Exercise description. The records appear below. Copy each one exactly.

Data extracted from a collection

☆ ☆ ☆ ☆

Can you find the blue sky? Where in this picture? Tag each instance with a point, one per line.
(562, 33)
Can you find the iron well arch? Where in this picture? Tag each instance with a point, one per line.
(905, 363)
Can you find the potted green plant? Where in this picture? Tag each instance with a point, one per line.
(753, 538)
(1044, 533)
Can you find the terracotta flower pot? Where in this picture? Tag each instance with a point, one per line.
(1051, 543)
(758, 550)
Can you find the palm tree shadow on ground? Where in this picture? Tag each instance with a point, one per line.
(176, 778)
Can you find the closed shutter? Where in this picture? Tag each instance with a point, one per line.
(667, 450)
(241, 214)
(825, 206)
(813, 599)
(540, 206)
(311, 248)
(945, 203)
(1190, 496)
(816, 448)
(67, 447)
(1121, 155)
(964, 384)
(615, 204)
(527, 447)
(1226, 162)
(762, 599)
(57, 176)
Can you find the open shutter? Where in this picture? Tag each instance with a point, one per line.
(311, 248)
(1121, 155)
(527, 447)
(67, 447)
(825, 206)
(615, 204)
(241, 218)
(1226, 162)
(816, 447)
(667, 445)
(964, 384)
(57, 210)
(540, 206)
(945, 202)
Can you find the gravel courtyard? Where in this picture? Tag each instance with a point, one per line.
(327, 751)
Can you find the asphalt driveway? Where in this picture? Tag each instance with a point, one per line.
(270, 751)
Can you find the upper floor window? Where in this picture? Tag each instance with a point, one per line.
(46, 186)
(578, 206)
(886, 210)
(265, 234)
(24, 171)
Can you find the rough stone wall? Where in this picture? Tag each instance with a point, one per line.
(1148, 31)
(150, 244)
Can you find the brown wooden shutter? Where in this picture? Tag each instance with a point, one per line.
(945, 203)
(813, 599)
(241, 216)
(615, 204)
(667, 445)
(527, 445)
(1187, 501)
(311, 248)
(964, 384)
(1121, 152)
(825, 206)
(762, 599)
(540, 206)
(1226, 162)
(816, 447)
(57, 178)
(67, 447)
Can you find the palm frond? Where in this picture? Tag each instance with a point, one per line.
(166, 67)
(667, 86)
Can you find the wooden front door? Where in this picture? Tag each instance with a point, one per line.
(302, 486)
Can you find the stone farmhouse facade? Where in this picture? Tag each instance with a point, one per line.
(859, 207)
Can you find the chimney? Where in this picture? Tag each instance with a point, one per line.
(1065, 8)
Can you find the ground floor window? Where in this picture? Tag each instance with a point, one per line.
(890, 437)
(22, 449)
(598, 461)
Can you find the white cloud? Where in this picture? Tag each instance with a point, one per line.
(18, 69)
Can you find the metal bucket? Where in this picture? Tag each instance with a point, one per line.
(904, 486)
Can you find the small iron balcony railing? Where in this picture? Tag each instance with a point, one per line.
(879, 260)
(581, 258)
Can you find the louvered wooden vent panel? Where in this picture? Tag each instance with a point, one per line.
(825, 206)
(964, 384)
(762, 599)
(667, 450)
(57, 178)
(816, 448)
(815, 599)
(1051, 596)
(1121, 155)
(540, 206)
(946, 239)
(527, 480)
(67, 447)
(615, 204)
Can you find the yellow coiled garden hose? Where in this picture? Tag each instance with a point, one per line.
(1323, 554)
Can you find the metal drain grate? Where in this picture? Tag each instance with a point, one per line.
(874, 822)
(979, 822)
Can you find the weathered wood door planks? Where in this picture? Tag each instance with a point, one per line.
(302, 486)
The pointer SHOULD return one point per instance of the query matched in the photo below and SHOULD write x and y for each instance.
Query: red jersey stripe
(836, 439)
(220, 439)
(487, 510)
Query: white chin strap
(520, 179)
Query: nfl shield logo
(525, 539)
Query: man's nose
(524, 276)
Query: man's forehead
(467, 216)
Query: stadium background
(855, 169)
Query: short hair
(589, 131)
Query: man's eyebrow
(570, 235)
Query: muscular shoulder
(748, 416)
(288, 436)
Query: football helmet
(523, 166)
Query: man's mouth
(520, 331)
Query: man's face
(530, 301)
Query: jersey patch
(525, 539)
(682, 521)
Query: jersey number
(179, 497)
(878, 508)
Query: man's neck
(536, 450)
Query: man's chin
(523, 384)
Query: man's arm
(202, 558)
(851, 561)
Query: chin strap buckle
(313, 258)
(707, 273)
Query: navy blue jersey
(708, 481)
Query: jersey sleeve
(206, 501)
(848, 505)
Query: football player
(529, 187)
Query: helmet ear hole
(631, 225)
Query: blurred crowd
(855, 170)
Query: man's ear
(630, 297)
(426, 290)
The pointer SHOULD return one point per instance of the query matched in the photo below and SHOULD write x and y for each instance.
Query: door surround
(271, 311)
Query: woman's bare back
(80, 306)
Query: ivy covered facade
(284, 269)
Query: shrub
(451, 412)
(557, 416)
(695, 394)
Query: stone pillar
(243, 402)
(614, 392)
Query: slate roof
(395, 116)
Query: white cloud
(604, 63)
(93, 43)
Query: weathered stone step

☆ ☆ ☆ ☆

Task answer.
Can you find the blue sky? Where in this picture? Tag each instance with a point, one per line.
(562, 33)
Can you find the iron well arch? Where in this picture? Tag each instance with a point, one per line.
(905, 363)
Can you find the potted green plant? Where in this picture? Tag each instance with a point, one per line.
(753, 538)
(1044, 533)
Can you find the terracotta flower pot? Where in this picture? Tag each instance with a point, one per line.
(1051, 543)
(758, 550)
Can you find the palm tree shadow on ground? Where in this picture? Tag each instance with a point, one per line.
(176, 778)
Can you find the closed shutter? Where in this picture? Tag each instance with a point, one per line.
(667, 450)
(241, 214)
(825, 206)
(813, 599)
(540, 206)
(311, 248)
(945, 203)
(1190, 496)
(816, 448)
(67, 447)
(1121, 155)
(964, 384)
(615, 204)
(527, 447)
(1226, 162)
(762, 599)
(57, 176)
Can you find the open shutter? Where in this picture? Tag each instance with a point, one per line.
(311, 248)
(1121, 155)
(527, 447)
(67, 447)
(825, 206)
(615, 204)
(241, 218)
(1226, 162)
(816, 447)
(667, 445)
(964, 384)
(57, 210)
(540, 206)
(945, 202)
Can you find the gravel courtyard? Where in this picture? Tag each instance with a point, one per line.
(327, 751)
Can you find the asphalt driveway? Where in this picture? Tag each instance with a point, one per line.
(270, 751)
Can you find the upper floor window? Where in this picture? Tag each instance with a point, one per line.
(46, 186)
(578, 206)
(886, 210)
(265, 234)
(24, 171)
Can you find the rough stone wall? Where in this picture? Tag each instance with a point, one per line.
(1148, 31)
(150, 244)
Can you find the brown wooden shutter? Where in this picture? Tag each instance with a point, one per line.
(945, 203)
(813, 599)
(241, 216)
(615, 204)
(667, 445)
(527, 445)
(1187, 501)
(311, 248)
(964, 384)
(1121, 152)
(825, 206)
(762, 599)
(540, 206)
(1226, 162)
(816, 447)
(57, 178)
(67, 447)
Can you find the palm frond? Where in this picture? Tag each instance with a point, one per line.
(166, 67)
(667, 86)
Can you find the wooden front door? Where in this picture? Tag each instance with a point, one per line.
(302, 486)
Can you find the stone farmhouse facade? Where in this picture? Tag each instance with a point, one per line.
(859, 207)
Can you find the chimney? Where in this picture? Tag each instance with a point, one per line.
(1065, 8)
Can you find the ground floor window? Where in this picture? Tag each instance with a point, one per line.
(890, 437)
(22, 449)
(598, 461)
Can you find the white cloud? Where in this picture? Tag each instance with a point, one per line.
(18, 69)
Can you find the metal bucket? Where in this picture? Tag each instance with a point, one per line.
(904, 486)
Can you find the small iron balcony railing? Where in this picture? Tag each instance with a point, one per line.
(879, 260)
(581, 258)
Can you find the louvered wooden vent panel? Where in this picture? Tag each instance with a point, one per line.
(825, 206)
(964, 384)
(762, 599)
(667, 450)
(57, 178)
(816, 448)
(815, 599)
(1051, 596)
(1121, 155)
(540, 206)
(946, 239)
(527, 480)
(67, 447)
(615, 204)
Can you find the yellow coiled garden hose? Where in this picture? Tag each instance with a point, one per line.
(1323, 554)
Can you find the metal drain grate? Where in this picture? Tag each instance with a point, one per line.
(874, 822)
(979, 822)
Can you find the weathered wood door planks? Where in this picture? Tag each instance with a point, one per line.
(302, 486)
The pointer SHOULD return one point per instance of the query matched in the photo below and SHOULD write x and y for each instance.
Query: red jersey stripe
(836, 439)
(220, 439)
(487, 510)
Query: white chin strap
(520, 179)
Query: nfl shield logo
(525, 539)
Query: man's nose
(524, 276)
Query: man's forehead
(467, 216)
Query: stadium background
(855, 169)
Query: short hair
(589, 131)
Query: man's eyebrow
(570, 235)
Query: muscular shoulder
(748, 416)
(288, 436)
Query: football helmet
(523, 166)
Query: man's mouth
(520, 331)
Query: man's face
(530, 301)
Query: jersey patch
(525, 539)
(682, 521)
Query: jersey number
(179, 497)
(878, 508)
Query: man's neck
(536, 450)
Query: man's chin
(523, 384)
Query: man's arm
(202, 558)
(851, 561)
Query: chin strap buckle
(313, 258)
(707, 273)
Query: navy blue jersey
(708, 481)
Query: jersey sleeve
(206, 501)
(848, 505)
Query: football player
(529, 187)
Query: helmet ear hole
(631, 225)
Query: blurred crowd
(855, 170)
Query: man's ear
(630, 297)
(426, 290)
The pointer SHOULD return one point per instance of the query matched in the photo below and SHOULD write x and y for each instance.
Query: door surround
(271, 311)
Query: woman's bare back
(80, 306)
Query: ivy covered facade
(284, 269)
Query: shrub
(451, 412)
(557, 416)
(695, 394)
Query: stone pillar
(243, 402)
(614, 392)
Query: slate roof
(395, 116)
Query: white cloud
(604, 63)
(93, 43)
Query: weathered stone step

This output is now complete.